Three reasons to avoid saying "I'm proud of you".

Larissa Dann     

‘I’m proud of you!’  How often do we utter this common parenting phrase, in moments of pleasure at our child’s latest achievement? With the best of intentions, we want to let our children know of our pride in their accomplishment.

However – what messages might our children actually hear? What do they perceive - when a parent (or teacher) says ‘I’m proud of you’?

Some years ago I attended a parenting seminar, where the speaker incidentally mentioned avoiding the phrase ‘I’m proud of you’.  For me, this was a huge take-away moment. Had I ever thought about the meaning behind these words?  What would replace this oh-so-common parenting expression?  And why should I stop using this phrase?

Here are three reasons I avoid saying “I’m proud of you”

1.              Who ‘owns’ the achievement? (our pride is generally around an achievement). 

A Macquarie Dictionary definition of ‘proud’ is: ‘feeling pleasure or satisfaction over something conceived as highly honourable or creditable to oneself’.  The key words (for this discussion) are ‘creditable to oneself’. So - when a parent says, ‘I’m so proud of you’, is the parent taking the credit for the child’s accomplishments?

Let’s look at some examples – adult first, then child, to help illustrate this point: 

Manager:        ‘I’m so proud of the report you’ve written’. 

How might you feel as the worker?  You could feel annoyed and put out.  After all, you were the one who put the effort into writing the report – you did the research, you put the paper together.  Why is your manager taking credit for the work you put into the report?  You could also feel patronised.  Didn’t your manager think you were capable of putting such a report together?

Parent:            ‘I’m so proud that you got all A’s in your school report/won that tennis trophy’

How might you feel as the child? Might you quietly ask yourself ‘Who was it that put in the hard hours to get a good report? Who put in the practice in order to win that tennis match? Why are you taking the credit for my effort?’ 

Now - the parent might have spent hours helping the child get their homework done – or even completing the child’s assignment.  The parent might have paid a lot of money, or given up time, to coach and practice tennis with their winning child.  If this is the case, then of whom is the parent really proud?  Is the child’s achievement actually a reflection of their parent’s achievement?

Of course, the child may feel really pleased to hear this positive evaluation of their efforts.  Which brings me to my next point.

2.         “Proud’ as praise - an external judgement of someone else’s achievements. 

Linda Adams, in her book ‘Be Your Best’, quotes Charleszetta Waddles (African American activist): “You can’t give people pride, but you can provide the kind of understanding that makes people look to their inner strengths and find their own sense of pride”.

What are we trying to say or do, when we innocently, and with the best of intentions, praise our children with ‘I’m proud of you’? We are probably trying to encourage our children, and even instil in them a sense of pride in their own achievements.  However, is this what happens?

SUPPLIED DATA
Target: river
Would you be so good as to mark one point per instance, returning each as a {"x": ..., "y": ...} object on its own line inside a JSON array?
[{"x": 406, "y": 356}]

SHORT TASK
Summarize the article on avoiding the phrase "I'm proud of you" in two sentences.

SOLVED EXERCISE
The article questions the common parenting phrase "I'm proud of you" and cites a dictionary definition of "proud" as satisfaction over something creditable to oneself to ask whether a parent who says it is taking credit for a child's accomplishments. Through a manager praising a worker's report and a parent praising a child's grades or tennis trophy, it suggests the worker could feel annoyed and patronized and the child could wonder why the parent is taking credit for their effort, and it then turns to "proud" as praise, an external judgement of someone else's achievements.